WHAT TO PRODUCE:
Present every line of the listing below as a numbered list, leaving out any blank lines.
════════
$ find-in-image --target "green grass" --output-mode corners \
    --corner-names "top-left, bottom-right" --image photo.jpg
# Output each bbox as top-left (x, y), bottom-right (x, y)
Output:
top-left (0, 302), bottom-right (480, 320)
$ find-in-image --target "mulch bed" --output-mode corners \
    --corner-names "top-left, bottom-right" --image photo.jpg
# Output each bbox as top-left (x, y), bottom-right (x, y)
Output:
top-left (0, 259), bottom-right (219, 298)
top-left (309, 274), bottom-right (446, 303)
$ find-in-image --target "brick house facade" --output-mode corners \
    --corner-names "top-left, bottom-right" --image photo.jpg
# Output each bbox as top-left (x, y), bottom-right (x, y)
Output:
════════
RESULT OF THIS TASK:
1. $ find-in-image --target "green grass" --output-mode corners \
2.     --corner-names "top-left, bottom-right" --image photo.jpg
3. # Output each bbox as top-left (x, y), bottom-right (x, y)
4. Output:
5. top-left (0, 302), bottom-right (480, 320)
6. $ find-in-image --target "mulch bed" --output-mode corners \
7.     --corner-names "top-left, bottom-right" --image photo.jpg
8. # Output each bbox as top-left (x, y), bottom-right (x, y)
9. Output:
10. top-left (0, 259), bottom-right (219, 298)
11. top-left (309, 274), bottom-right (446, 303)
12. $ find-in-image --target "brick house facade" --output-mode corners \
13.     --corner-names "top-left, bottom-right" --image photo.jpg
14. # Output each bbox as top-left (x, y), bottom-right (x, y)
15. Output:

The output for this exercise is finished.